■ Aim of the task:
Pick out each line in the entries below that contains the word "podium" and copy those lines.
:::::
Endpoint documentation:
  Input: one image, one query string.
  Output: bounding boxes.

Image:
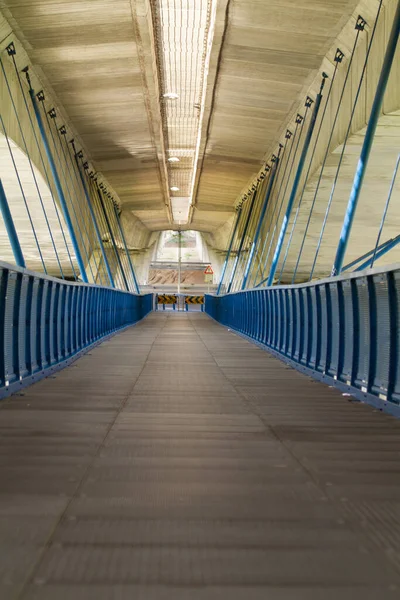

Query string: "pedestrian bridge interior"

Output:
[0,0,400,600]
:::::
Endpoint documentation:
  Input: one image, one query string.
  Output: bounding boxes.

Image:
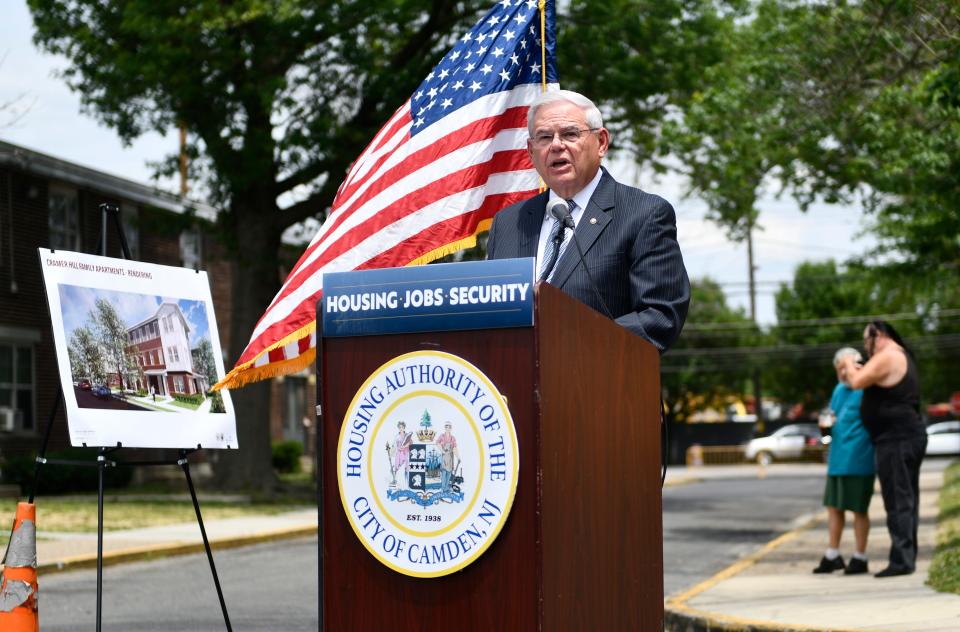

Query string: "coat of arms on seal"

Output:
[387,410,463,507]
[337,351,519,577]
:::::
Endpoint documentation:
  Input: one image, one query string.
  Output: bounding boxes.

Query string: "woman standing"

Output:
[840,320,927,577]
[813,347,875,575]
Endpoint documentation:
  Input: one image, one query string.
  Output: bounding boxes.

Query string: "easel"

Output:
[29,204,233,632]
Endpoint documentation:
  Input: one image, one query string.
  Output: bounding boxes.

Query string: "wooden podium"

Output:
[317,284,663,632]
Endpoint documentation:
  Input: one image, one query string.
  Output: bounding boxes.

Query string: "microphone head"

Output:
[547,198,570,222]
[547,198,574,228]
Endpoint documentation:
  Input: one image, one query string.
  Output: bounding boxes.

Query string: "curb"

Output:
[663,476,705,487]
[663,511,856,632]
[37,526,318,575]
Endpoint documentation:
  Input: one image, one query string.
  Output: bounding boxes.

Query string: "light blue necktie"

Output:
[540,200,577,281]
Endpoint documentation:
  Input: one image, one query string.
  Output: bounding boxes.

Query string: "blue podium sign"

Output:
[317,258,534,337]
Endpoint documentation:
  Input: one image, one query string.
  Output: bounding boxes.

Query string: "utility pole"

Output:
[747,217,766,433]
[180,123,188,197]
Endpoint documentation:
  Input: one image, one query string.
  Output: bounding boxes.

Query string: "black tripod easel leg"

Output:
:::::
■ Solution for this task:
Query string: "wooden podium"
Query string: "blue podium sign"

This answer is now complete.